**WHAT THIS TASK INVOLVES:** Could you reproduce the lines below from the one with "ROI sponsor decal on motorcycle" through the one with "ROI white dress shirt"? Keep both ends and add nothing.

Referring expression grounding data
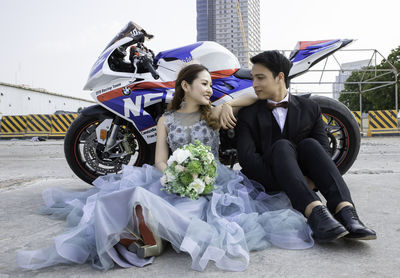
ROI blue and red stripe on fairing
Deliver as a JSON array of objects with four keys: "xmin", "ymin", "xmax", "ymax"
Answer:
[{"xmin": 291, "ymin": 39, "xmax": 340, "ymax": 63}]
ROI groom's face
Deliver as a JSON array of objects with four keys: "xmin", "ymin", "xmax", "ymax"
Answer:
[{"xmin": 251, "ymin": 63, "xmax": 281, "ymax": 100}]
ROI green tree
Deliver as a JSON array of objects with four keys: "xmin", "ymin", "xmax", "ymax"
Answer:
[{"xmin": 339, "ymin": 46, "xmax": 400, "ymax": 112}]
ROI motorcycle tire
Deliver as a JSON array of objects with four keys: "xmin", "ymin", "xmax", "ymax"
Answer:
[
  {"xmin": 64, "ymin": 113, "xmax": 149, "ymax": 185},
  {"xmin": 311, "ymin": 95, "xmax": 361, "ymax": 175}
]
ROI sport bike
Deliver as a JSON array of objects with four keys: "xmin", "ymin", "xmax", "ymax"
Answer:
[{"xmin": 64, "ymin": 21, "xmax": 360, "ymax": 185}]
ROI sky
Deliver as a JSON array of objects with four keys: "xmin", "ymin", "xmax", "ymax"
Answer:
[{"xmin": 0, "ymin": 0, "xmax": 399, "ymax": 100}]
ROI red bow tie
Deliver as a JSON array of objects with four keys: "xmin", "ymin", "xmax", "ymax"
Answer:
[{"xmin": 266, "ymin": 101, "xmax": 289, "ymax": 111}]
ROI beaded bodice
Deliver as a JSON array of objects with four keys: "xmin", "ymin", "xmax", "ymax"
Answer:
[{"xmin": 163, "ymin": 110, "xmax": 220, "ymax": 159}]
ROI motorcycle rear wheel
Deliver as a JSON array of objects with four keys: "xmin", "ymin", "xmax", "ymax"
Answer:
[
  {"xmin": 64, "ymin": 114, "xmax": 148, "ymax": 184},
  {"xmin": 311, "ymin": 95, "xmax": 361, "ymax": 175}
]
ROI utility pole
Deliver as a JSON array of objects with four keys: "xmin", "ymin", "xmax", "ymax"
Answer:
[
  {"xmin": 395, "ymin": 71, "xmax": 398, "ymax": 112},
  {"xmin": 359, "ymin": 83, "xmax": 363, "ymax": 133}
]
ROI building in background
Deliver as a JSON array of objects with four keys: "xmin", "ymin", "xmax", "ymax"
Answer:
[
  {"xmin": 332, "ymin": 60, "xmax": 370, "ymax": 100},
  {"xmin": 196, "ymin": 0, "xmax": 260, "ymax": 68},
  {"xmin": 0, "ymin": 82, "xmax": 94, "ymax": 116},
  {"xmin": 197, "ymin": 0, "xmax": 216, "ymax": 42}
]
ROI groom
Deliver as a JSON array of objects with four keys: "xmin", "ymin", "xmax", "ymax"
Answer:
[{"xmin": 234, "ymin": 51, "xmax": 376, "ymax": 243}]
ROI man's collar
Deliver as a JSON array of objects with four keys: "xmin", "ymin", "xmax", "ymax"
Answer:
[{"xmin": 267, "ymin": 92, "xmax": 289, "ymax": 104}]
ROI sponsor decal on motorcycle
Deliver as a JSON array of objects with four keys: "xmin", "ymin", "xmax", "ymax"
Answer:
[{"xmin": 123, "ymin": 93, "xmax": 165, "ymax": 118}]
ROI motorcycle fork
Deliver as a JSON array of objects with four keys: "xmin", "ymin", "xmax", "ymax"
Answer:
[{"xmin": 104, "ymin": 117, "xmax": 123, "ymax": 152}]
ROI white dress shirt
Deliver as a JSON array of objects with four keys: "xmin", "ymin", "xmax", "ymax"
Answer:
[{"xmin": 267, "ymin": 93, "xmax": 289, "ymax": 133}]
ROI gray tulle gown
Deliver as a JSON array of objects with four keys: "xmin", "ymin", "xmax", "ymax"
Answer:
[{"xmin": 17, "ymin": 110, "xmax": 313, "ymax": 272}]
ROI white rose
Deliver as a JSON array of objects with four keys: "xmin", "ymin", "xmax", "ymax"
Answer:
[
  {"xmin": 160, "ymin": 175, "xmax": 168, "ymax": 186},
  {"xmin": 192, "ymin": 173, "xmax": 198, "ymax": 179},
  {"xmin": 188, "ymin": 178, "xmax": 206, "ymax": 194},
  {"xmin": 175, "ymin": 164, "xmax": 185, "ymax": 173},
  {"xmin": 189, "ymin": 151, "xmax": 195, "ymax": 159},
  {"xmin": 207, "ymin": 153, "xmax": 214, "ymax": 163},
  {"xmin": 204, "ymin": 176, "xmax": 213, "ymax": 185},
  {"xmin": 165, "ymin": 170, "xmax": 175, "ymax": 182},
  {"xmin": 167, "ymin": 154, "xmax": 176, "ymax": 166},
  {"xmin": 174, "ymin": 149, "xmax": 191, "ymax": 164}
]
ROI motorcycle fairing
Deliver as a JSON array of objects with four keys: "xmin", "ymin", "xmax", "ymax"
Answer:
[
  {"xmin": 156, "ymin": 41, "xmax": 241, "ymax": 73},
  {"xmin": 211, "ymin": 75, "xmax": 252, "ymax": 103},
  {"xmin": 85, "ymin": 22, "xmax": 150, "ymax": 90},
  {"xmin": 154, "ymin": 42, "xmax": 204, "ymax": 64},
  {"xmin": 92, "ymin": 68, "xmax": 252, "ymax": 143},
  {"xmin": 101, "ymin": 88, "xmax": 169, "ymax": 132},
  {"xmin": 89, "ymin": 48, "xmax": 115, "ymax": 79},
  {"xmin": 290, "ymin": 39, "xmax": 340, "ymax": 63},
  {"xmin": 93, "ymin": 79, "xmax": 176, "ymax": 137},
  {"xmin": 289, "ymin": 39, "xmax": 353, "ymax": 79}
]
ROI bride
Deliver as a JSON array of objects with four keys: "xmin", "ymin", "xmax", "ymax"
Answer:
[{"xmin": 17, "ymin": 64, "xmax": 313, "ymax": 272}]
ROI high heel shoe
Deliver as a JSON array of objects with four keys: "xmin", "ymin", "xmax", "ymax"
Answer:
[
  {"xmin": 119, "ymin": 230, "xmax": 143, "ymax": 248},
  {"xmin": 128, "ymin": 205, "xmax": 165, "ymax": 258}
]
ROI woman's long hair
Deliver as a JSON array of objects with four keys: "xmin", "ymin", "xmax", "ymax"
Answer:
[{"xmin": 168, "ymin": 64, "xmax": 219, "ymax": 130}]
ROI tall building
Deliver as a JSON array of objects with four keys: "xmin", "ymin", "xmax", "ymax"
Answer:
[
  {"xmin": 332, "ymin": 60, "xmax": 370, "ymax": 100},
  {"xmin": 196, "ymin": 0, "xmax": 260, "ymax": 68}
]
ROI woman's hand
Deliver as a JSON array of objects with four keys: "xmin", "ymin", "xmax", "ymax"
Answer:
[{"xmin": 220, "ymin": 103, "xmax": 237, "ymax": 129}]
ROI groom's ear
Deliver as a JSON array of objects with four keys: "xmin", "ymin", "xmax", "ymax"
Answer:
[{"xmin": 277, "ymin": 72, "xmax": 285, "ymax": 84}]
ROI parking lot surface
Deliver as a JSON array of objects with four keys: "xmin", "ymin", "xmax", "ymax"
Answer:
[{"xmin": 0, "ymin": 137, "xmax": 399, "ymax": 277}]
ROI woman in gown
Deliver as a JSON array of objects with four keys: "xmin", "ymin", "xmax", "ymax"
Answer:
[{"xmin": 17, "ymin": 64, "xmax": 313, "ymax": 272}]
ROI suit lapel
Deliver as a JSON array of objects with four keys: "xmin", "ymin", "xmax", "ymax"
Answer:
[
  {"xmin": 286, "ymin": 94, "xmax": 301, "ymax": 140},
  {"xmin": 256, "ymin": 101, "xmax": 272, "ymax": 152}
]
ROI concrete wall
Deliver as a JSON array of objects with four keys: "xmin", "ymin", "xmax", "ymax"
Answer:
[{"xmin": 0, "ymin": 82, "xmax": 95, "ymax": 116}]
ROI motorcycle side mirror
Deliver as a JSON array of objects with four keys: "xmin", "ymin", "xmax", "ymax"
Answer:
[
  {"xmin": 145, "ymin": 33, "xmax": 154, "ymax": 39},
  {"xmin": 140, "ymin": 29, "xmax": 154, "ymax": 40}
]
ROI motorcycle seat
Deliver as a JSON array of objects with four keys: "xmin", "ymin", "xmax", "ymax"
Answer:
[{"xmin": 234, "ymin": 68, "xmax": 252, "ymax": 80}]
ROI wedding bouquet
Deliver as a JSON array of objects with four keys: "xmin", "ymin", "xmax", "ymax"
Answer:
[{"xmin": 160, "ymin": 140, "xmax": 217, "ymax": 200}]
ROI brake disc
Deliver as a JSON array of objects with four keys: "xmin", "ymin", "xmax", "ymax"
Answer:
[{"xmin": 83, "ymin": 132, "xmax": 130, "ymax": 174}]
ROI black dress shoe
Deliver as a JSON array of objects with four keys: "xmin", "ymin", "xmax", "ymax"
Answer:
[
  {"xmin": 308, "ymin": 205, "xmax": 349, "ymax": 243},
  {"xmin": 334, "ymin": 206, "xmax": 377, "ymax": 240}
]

**EXPECTED OUTPUT:**
ROI sponsor decal on motorcycle
Deliver as a JSON array of objects with four keys: "xmin", "ymin", "xmax", "ymax"
Answer:
[{"xmin": 123, "ymin": 93, "xmax": 165, "ymax": 118}]
ROI motorcycle fork
Deliver as a JSON array of objects with four keys: "xmin", "ymin", "xmax", "ymax"
Answer:
[{"xmin": 104, "ymin": 117, "xmax": 123, "ymax": 152}]
ROI white dress shirt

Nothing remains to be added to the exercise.